In three sentences, summarize the forum thread below about requiring a password for a network share.

* ARTICLE
■ ■ ■ ■ ■ ■ ■

# Need password prompt for network share in domain



## kudratbbsr (Oct 22, 2013)

Dear friends
In my Domain environment i have configure a share folder consisting of software that when a client need we do not have to carry but we access through shared folder but i need that when we try to access the share from user pc it should prompt for authentication but in domain it directly open without any authentication which we do not want users to see the content of folder.Is there any way in whict i can force shared folder to ask for authentication from client pc.


----------



## jimscreechy (Jan 7, 2005)

This should be the default behaviour that the Users(Domain\users) group has access but unauthenticated users are denied access.


----------



## loda117 (Aug 6, 2010)

Are the client PCs joined to domain? 
On your shared folder check the shared permissions and Security permissions 
As jim said if Domain\Users have access given on the shared folder than all domain users can open that without an issue. If you remove that permissions in Shared and Security tab of the shared folder and lets say give Domain\Administrator access only than domain users won't be able to access it and it will ask for authentication


----------



## Wand3r3r (Sep 17, 2010)

■ ■ ■ ■ ■ ■ ■

* DATA LINES
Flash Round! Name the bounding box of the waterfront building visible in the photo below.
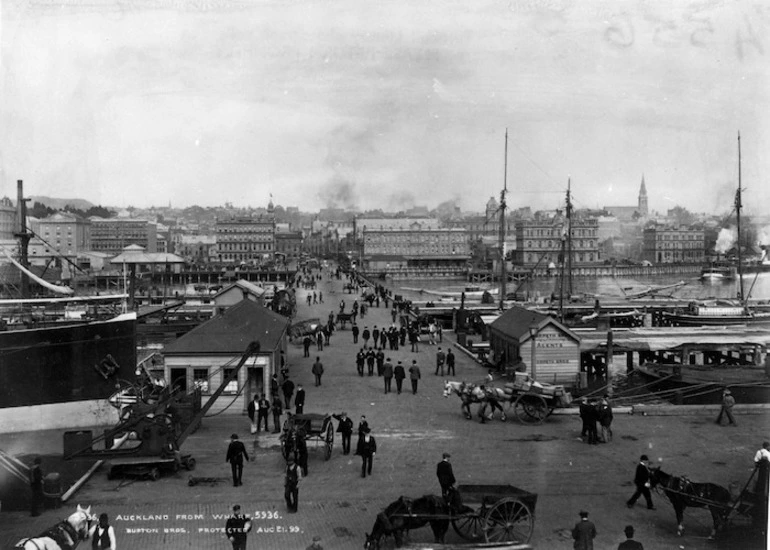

■ ■ ■ ■ ■ ■ ■

* REPLY
In a domain environment, a poster has set up a shared folder of software and wants it to prompt for authentication when opened from a user PC, because it currently opens without any and the poster does not want users to see its contents. One reply says the default behavior is that the Domain\Users group has access while unauthenticated users are denied. Another reply asks whether the client PCs are joined to the domain and advises removing the Domain\Users permissions in the folder's Shared and Security tabs, for example granting access only to Domain\Administrator, so that domain users cannot open it and are asked for authentication.